PROBLEM REQUIREMENTS:
Without the pictures, restate all of the data below word for word.

EXTRACTED RECORDS:
--

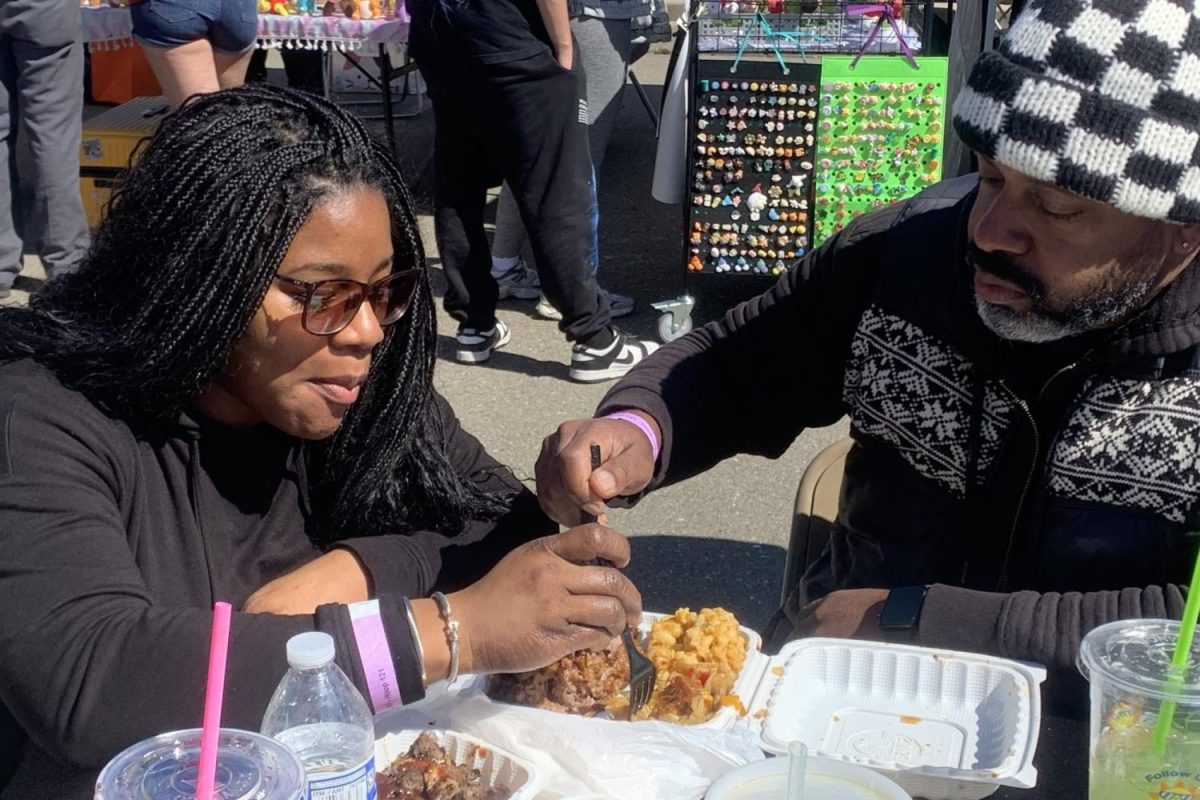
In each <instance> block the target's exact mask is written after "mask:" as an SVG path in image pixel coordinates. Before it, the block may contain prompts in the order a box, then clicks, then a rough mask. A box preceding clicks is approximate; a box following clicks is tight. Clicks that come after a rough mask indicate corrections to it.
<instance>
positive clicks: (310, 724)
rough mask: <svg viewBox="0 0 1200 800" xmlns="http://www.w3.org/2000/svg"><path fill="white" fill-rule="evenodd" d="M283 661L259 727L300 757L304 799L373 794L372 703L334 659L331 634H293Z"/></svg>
mask: <svg viewBox="0 0 1200 800" xmlns="http://www.w3.org/2000/svg"><path fill="white" fill-rule="evenodd" d="M288 664H289V666H290V668H289V669H288V674H287V675H284V676H283V680H282V681H280V685H278V687H277V688H276V690H275V694H274V696H272V697H271V703H270V705H268V706H266V714H265V715H264V716H263V733H264V734H266V735H268V736H272V738H274V739H276V740H278V741H281V742H282V744H284V745H286V746H287V747H289V748H290V750H292V751H294V752H295V753H296V756H299V757H300V760H301V762H302V763H304V766H305V771H306V772H307V774H308V800H376V776H374V723H373V721H372V718H371V709H370V708H367V703H366V700H364V699H362V696H361V694H360V693H359V691H358V690H356V688H354V684H352V682H350V679H349V678H347V676H346V673H343V672H342V670H341V669H340V668H338V667H337V664H335V663H334V637H331V636H329V634H328V633H320V632H316V631H314V632H310V633H300V634H298V636H293V637H292V638H290V639H288Z"/></svg>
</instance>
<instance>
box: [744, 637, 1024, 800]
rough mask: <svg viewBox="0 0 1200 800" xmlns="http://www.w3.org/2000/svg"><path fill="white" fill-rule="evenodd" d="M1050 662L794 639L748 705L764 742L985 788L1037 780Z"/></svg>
mask: <svg viewBox="0 0 1200 800" xmlns="http://www.w3.org/2000/svg"><path fill="white" fill-rule="evenodd" d="M1043 680H1045V670H1044V669H1042V668H1039V667H1030V666H1026V664H1021V663H1016V662H1014V661H1008V660H1004V658H995V657H991V656H983V655H977V654H971V652H955V651H949V650H936V649H930V648H918V646H913V645H905V644H884V643H878V642H859V640H851V639H821V638H814V639H802V640H798V642H791V643H788V644H786V645H784V648H782V649H781V650H780V652H779V655H776V656H774V657H772V658H770V660H769V662H768V664H767V668H766V669H764V670H763V678H762V680H761V682H760V684H758V687H757V690H756V691H755V694H754V699H752V700H751V703H750V706H749V718H750V723H751V726H752V727H754V728H755V729H757V730H758V734H760V742H761V744H762V747H763V750H764V751H767V752H770V753H776V754H780V753H786V752H787V742H790V741H793V740H799V741H803V742H804V744H805V745H806V746H808V748H809V754H810V756H817V757H822V758H833V759H838V760H844V762H850V763H854V764H860V765H864V766H869V768H871V769H874V770H876V771H878V772H881V774H883V775H886V776H887V777H889V778H892V780H893V781H895V782H896V783H898V784H900V786H901V787H902V788H904V789H905V790H906V792H908V793H910V794H912V795H913V796H920V798H928V799H929V800H976V799H979V798H985V796H988V795H989V794H991V793H992V792H995V790H996V789H997V788H1000V787H1001V786H1012V787H1019V788H1031V787H1033V786H1034V784H1036V783H1037V769H1036V768H1034V766H1033V752H1034V750H1036V748H1037V741H1038V730H1039V729H1040V722H1042V703H1040V693H1039V691H1038V684H1040V682H1042V681H1043Z"/></svg>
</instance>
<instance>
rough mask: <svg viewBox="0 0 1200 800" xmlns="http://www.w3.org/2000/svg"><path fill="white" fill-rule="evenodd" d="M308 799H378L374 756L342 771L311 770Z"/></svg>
mask: <svg viewBox="0 0 1200 800" xmlns="http://www.w3.org/2000/svg"><path fill="white" fill-rule="evenodd" d="M312 766H313V765H312V764H308V769H310V770H312ZM308 800H376V782H374V757H372V758H368V759H367V760H366V762H364V763H362V764H361V765H360V766H356V768H354V769H349V770H342V771H341V772H317V774H313V772H311V771H310V772H308Z"/></svg>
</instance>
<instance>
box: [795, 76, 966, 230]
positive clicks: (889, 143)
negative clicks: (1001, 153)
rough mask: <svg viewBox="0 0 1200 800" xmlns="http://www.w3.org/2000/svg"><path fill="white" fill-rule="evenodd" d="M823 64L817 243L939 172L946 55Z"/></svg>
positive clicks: (939, 165)
mask: <svg viewBox="0 0 1200 800" xmlns="http://www.w3.org/2000/svg"><path fill="white" fill-rule="evenodd" d="M851 62H852V59H850V58H846V56H827V58H824V59H822V62H821V94H820V114H818V122H817V154H816V176H815V187H814V196H815V201H816V203H815V216H814V236H812V239H814V245H818V243H821V241H823V240H824V239H826V237H827V236H830V235H833V234H834V233H836V231H838V230H840V229H841V228H844V227H845V225H846V224H848V223H850V222H851V221H852V219H854V217H858V216H860V215H862V213H865V212H866V211H870V210H872V209H881V207H883V206H884V205H888V204H890V203H894V201H896V200H902V199H904V198H907V197H912V196H913V194H916V193H918V192H919V191H922V190H923V188H925V187H926V186H930V185H932V184H936V182H937V181H938V180H941V178H942V144H943V140H944V130H946V70H947V60H946V59H932V58H930V59H922V60H920V68H919V70H912V68H911V67H910V66H908V65H907V64H905V62H904V60H901V59H895V58H878V56H876V58H865V59H862V60H860V61H859V62H858V64H857V65H856V66H854V67H851Z"/></svg>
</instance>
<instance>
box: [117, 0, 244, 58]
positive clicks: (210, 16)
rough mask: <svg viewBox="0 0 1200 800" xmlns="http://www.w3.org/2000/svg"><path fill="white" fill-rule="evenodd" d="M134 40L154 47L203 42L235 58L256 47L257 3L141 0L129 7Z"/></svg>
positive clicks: (239, 1) (217, 51)
mask: <svg viewBox="0 0 1200 800" xmlns="http://www.w3.org/2000/svg"><path fill="white" fill-rule="evenodd" d="M130 14H131V16H132V18H133V36H134V37H136V38H137V40H138V41H139V42H142V43H143V44H149V46H151V47H176V46H179V44H187V43H188V42H194V41H197V40H200V38H206V40H209V42H211V43H212V49H214V50H217V52H218V53H229V54H233V55H236V54H239V53H245V52H246V50H248V49H250V48H252V47H253V46H254V40H256V38H257V36H258V10H257V6H256V2H254V0H140V1H139V2H134V4H132V5H131V6H130Z"/></svg>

--

EXERCISE RESULT:
In each <instance> block the target's exact mask is written after "mask:" as an SVG path in image pixel coordinates. Before it, the block may contain prompts in the order a box, then clicks, then a rough mask. A box preceding clicks is approximate; a box following clicks is tight. Clicks that come after a rough mask indicate corrections to it.
<instance>
positive clicks: (310, 724)
rough mask: <svg viewBox="0 0 1200 800" xmlns="http://www.w3.org/2000/svg"><path fill="white" fill-rule="evenodd" d="M283 661L259 727L300 757L304 799L373 794L372 703L334 659L331 634H293Z"/></svg>
mask: <svg viewBox="0 0 1200 800" xmlns="http://www.w3.org/2000/svg"><path fill="white" fill-rule="evenodd" d="M288 664H289V666H290V668H289V669H288V674H287V675H284V676H283V680H282V681H280V685H278V687H277V688H276V690H275V694H274V696H272V697H271V703H270V705H268V706H266V714H265V715H264V716H263V733H264V734H266V735H268V736H272V738H274V739H276V740H278V741H281V742H282V744H284V745H286V746H287V747H289V748H290V750H292V751H294V752H295V753H296V756H299V757H300V760H301V762H302V763H304V766H305V771H306V772H307V774H308V800H376V776H374V723H373V721H372V718H371V709H370V708H367V703H366V700H364V699H362V696H361V694H360V693H359V691H358V690H356V688H354V684H352V682H350V679H349V678H347V676H346V673H343V672H342V670H341V669H340V668H338V667H337V664H335V663H334V637H331V636H329V634H328V633H320V632H316V631H314V632H310V633H300V634H298V636H293V637H292V638H290V639H288Z"/></svg>
</instance>
<instance>
box: [744, 637, 1024, 800]
rough mask: <svg viewBox="0 0 1200 800" xmlns="http://www.w3.org/2000/svg"><path fill="white" fill-rule="evenodd" d="M1050 662L794 639L748 705L764 742L985 788L1037 780Z"/></svg>
mask: <svg viewBox="0 0 1200 800" xmlns="http://www.w3.org/2000/svg"><path fill="white" fill-rule="evenodd" d="M1043 680H1045V670H1044V669H1042V668H1039V667H1030V666H1026V664H1021V663H1016V662H1014V661H1008V660H1004V658H995V657H991V656H983V655H977V654H971V652H955V651H949V650H936V649H930V648H918V646H913V645H905V644H884V643H878V642H859V640H851V639H821V638H814V639H802V640H798V642H791V643H788V644H786V645H784V648H782V649H781V650H780V652H779V655H776V656H774V657H772V658H770V660H769V662H768V664H767V668H766V669H764V670H763V678H762V680H761V682H760V684H758V687H757V690H756V691H755V694H754V699H752V700H751V703H750V706H749V718H750V723H751V726H752V727H754V728H755V729H757V730H758V734H760V742H761V744H762V747H763V750H764V751H767V752H770V753H776V754H780V753H786V752H787V742H790V741H793V740H799V741H803V742H804V744H805V745H806V746H808V748H809V754H810V756H817V757H822V758H833V759H838V760H844V762H850V763H854V764H860V765H864V766H869V768H871V769H874V770H876V771H878V772H881V774H883V775H886V776H887V777H889V778H892V780H893V781H895V782H896V783H898V784H900V786H901V787H902V788H904V789H905V790H906V792H908V793H910V794H912V795H913V796H920V798H928V799H929V800H976V799H979V798H985V796H988V795H989V794H991V793H992V792H995V790H996V789H997V788H1000V787H1001V786H1012V787H1019V788H1031V787H1033V786H1034V784H1036V783H1037V769H1036V768H1034V766H1033V752H1034V750H1036V748H1037V741H1038V730H1039V729H1040V722H1042V703H1040V693H1039V691H1038V684H1040V682H1042V681H1043Z"/></svg>
</instance>
<instance>
rough mask: <svg viewBox="0 0 1200 800" xmlns="http://www.w3.org/2000/svg"><path fill="white" fill-rule="evenodd" d="M308 799H378L374 756L342 771L311 770Z"/></svg>
mask: <svg viewBox="0 0 1200 800" xmlns="http://www.w3.org/2000/svg"><path fill="white" fill-rule="evenodd" d="M312 766H313V765H312V764H308V769H310V770H312ZM308 800H376V782H374V757H372V758H368V759H367V760H366V762H364V763H362V764H361V765H360V766H356V768H354V769H349V770H342V771H341V772H317V774H313V772H311V771H310V772H308Z"/></svg>
</instance>
<instance>
box: [795, 76, 966, 230]
positive clicks: (889, 143)
negative clicks: (1001, 153)
rough mask: <svg viewBox="0 0 1200 800" xmlns="http://www.w3.org/2000/svg"><path fill="white" fill-rule="evenodd" d="M823 64L817 243L939 172L946 55Z"/></svg>
positive clicks: (939, 165)
mask: <svg viewBox="0 0 1200 800" xmlns="http://www.w3.org/2000/svg"><path fill="white" fill-rule="evenodd" d="M851 62H852V59H850V58H846V56H827V58H824V59H822V62H821V94H820V114H818V122H817V154H816V176H815V187H814V196H815V201H816V203H815V216H814V236H812V239H814V245H818V243H821V241H823V240H824V239H826V237H827V236H830V235H833V234H834V233H836V231H838V230H840V229H841V228H844V227H845V225H846V224H848V223H850V222H851V221H852V219H854V217H858V216H860V215H862V213H865V212H866V211H870V210H872V209H881V207H883V206H884V205H888V204H890V203H894V201H896V200H902V199H904V198H907V197H912V196H913V194H916V193H918V192H919V191H922V190H923V188H925V187H926V186H930V185H932V184H936V182H937V181H938V180H941V178H942V144H943V140H944V130H946V70H947V60H946V59H932V58H930V59H922V60H920V68H919V70H912V68H911V67H910V66H908V65H907V64H905V62H904V60H901V59H895V58H878V56H876V58H865V59H862V60H860V61H859V62H858V64H857V65H856V66H854V67H851Z"/></svg>
</instance>
<instance>
box: [117, 0, 244, 58]
positive clicks: (210, 16)
rough mask: <svg viewBox="0 0 1200 800" xmlns="http://www.w3.org/2000/svg"><path fill="white" fill-rule="evenodd" d="M134 40L154 47L203 42L235 58L256 47L257 3L141 0L129 7Z"/></svg>
positive clicks: (239, 1) (217, 51)
mask: <svg viewBox="0 0 1200 800" xmlns="http://www.w3.org/2000/svg"><path fill="white" fill-rule="evenodd" d="M130 14H131V16H132V18H133V36H134V37H136V38H137V40H138V41H139V42H142V43H143V44H149V46H151V47H176V46H179V44H187V43H188V42H194V41H197V40H200V38H206V40H209V42H211V43H212V49H214V50H217V52H218V53H229V54H233V55H236V54H239V53H245V52H246V50H248V49H250V48H252V47H253V46H254V40H256V38H257V36H258V10H257V6H256V2H254V0H140V1H139V2H134V4H132V5H131V6H130Z"/></svg>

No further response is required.